* [What to do]
Reproduce the stretch of the listing below from the line containing "Q: Please detect the woman" through the end of the listing, keeping every line as it appears.

* [Raw data]
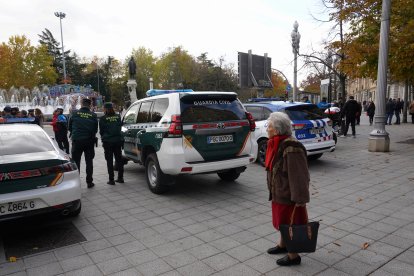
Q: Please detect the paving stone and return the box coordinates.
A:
[55,244,86,260]
[226,245,263,262]
[163,251,197,269]
[177,261,214,276]
[27,262,63,276]
[60,254,93,272]
[89,247,121,263]
[97,257,131,275]
[115,240,146,255]
[65,265,102,276]
[136,259,173,275]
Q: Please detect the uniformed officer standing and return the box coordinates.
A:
[69,98,98,188]
[99,103,124,185]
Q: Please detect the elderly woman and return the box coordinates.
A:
[265,112,309,266]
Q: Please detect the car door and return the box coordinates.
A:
[122,103,141,159]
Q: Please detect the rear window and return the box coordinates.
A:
[285,104,327,121]
[0,131,55,156]
[181,97,246,123]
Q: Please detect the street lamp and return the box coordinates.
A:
[55,12,66,84]
[291,21,300,101]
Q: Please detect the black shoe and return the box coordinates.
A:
[276,255,301,266]
[267,245,287,255]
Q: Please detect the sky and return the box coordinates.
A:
[0,0,329,86]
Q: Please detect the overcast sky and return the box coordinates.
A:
[0,0,327,85]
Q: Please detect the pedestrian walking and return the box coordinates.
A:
[34,108,45,128]
[385,98,395,125]
[355,102,362,125]
[367,101,375,126]
[265,112,309,266]
[69,98,98,188]
[394,98,404,125]
[99,102,124,185]
[408,100,414,124]
[342,96,359,137]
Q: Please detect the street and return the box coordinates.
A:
[0,115,414,276]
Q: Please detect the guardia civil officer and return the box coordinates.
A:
[69,98,98,188]
[99,102,124,185]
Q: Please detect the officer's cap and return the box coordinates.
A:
[104,102,113,108]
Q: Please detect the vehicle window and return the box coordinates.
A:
[263,107,273,120]
[0,131,55,156]
[285,104,327,120]
[150,98,168,122]
[123,104,141,124]
[246,106,264,121]
[137,101,152,124]
[181,98,246,123]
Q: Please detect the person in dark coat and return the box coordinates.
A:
[99,103,124,185]
[355,102,362,125]
[385,98,395,125]
[265,112,310,266]
[394,98,404,125]
[342,96,359,137]
[69,98,98,188]
[367,101,375,126]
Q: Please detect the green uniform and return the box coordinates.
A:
[99,114,123,143]
[69,107,98,141]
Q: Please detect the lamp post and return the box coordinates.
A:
[368,0,391,152]
[55,12,66,84]
[290,21,300,101]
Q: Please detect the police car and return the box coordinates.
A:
[244,101,335,165]
[122,90,257,194]
[0,121,81,221]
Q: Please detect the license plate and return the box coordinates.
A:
[207,135,233,144]
[309,128,324,134]
[0,200,36,216]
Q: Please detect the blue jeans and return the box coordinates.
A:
[387,112,394,125]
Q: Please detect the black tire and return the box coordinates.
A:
[68,202,82,218]
[145,153,171,195]
[217,169,240,182]
[257,139,267,167]
[308,153,323,161]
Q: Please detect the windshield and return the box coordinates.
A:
[285,104,327,121]
[181,98,246,123]
[0,131,55,156]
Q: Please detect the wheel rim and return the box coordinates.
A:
[148,161,158,187]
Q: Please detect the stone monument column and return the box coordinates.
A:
[127,57,138,104]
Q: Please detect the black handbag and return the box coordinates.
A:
[279,205,319,253]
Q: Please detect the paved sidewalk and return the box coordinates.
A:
[0,116,414,276]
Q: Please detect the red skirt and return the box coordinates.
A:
[272,201,307,230]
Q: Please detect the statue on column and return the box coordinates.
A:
[128,57,137,80]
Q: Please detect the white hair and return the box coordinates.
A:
[268,112,292,136]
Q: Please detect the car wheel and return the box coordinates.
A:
[68,203,82,218]
[257,139,267,167]
[217,169,240,182]
[145,153,169,194]
[308,153,323,160]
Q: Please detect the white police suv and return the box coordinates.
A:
[244,101,335,165]
[122,90,257,194]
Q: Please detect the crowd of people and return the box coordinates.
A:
[0,98,124,188]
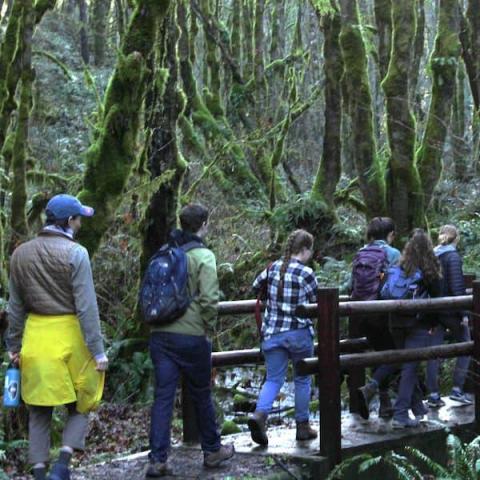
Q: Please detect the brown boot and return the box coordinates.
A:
[247,411,268,446]
[297,421,318,441]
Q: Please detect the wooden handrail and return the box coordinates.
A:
[212,337,369,367]
[296,342,473,375]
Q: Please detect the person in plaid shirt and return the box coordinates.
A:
[248,230,318,445]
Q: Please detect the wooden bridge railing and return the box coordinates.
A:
[182,281,480,467]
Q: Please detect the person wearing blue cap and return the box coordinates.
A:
[6,194,108,480]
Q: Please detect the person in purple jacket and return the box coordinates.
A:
[427,225,472,408]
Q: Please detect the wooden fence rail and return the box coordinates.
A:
[183,275,480,468]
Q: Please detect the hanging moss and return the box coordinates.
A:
[417,0,460,207]
[79,0,170,253]
[9,0,35,251]
[311,3,343,210]
[382,0,423,235]
[340,0,386,216]
[374,0,392,79]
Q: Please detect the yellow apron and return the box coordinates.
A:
[20,313,105,413]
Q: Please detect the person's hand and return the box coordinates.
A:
[8,352,20,365]
[95,353,108,372]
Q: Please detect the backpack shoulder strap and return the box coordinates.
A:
[180,240,203,253]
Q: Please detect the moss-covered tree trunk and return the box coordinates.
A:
[382,0,423,235]
[374,0,392,79]
[90,0,110,66]
[312,2,343,209]
[417,0,460,207]
[340,0,386,217]
[79,0,170,253]
[141,9,187,271]
[450,63,469,182]
[77,0,90,65]
[9,0,35,251]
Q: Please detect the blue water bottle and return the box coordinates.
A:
[3,363,20,408]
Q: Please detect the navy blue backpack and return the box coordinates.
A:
[380,265,428,300]
[138,241,204,326]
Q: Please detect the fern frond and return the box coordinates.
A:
[405,447,450,478]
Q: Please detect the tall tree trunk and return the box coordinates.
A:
[312,0,343,208]
[382,0,423,235]
[90,0,110,66]
[374,0,392,80]
[9,0,35,251]
[409,0,425,108]
[77,0,90,65]
[79,0,171,253]
[451,62,468,182]
[340,0,386,217]
[417,0,460,208]
[141,9,187,271]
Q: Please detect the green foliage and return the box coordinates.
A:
[328,434,480,480]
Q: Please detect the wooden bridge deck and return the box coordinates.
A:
[219,397,475,457]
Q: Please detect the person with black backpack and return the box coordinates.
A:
[351,217,400,419]
[380,228,442,428]
[139,204,235,478]
[427,225,472,408]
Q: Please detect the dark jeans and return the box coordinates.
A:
[360,315,400,392]
[394,328,432,421]
[150,332,220,463]
[427,320,471,393]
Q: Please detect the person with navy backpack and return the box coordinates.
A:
[380,228,442,429]
[143,204,235,478]
[351,217,400,419]
[427,225,472,408]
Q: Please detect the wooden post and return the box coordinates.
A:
[347,317,365,413]
[317,288,342,468]
[182,377,200,443]
[472,280,480,432]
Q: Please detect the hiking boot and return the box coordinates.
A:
[427,393,445,408]
[145,461,168,478]
[47,463,70,480]
[247,411,268,447]
[392,418,420,430]
[203,443,235,468]
[412,400,428,422]
[378,392,393,418]
[357,382,378,420]
[449,388,473,405]
[296,420,318,442]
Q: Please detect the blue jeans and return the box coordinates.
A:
[150,332,220,463]
[427,322,471,393]
[257,328,313,422]
[393,328,432,421]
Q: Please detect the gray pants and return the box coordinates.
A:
[28,403,88,465]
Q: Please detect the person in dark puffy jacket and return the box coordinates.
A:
[427,225,472,408]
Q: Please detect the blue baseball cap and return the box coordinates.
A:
[45,194,95,220]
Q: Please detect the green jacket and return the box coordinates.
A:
[152,248,219,336]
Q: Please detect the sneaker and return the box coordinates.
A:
[392,418,420,430]
[449,389,473,405]
[203,443,235,468]
[145,462,168,478]
[47,463,70,480]
[357,382,378,420]
[427,395,445,408]
[296,421,318,442]
[378,392,393,418]
[247,411,268,447]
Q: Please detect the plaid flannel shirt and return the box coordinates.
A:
[253,258,318,340]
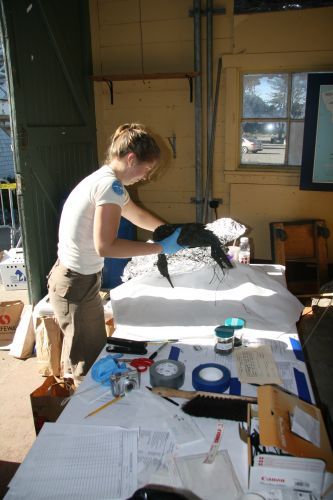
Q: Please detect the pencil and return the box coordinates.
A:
[84,396,122,418]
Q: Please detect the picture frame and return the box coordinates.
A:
[300,73,333,191]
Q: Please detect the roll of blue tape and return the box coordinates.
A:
[192,363,231,392]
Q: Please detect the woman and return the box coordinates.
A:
[48,123,183,385]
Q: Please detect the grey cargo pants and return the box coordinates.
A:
[48,260,106,384]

* [Reply]
Q: Please detect the woman and return the box coordinates.
A:
[48,123,183,385]
Q: Please detect the grey cargo pants and return the box coordinates.
A:
[48,260,106,384]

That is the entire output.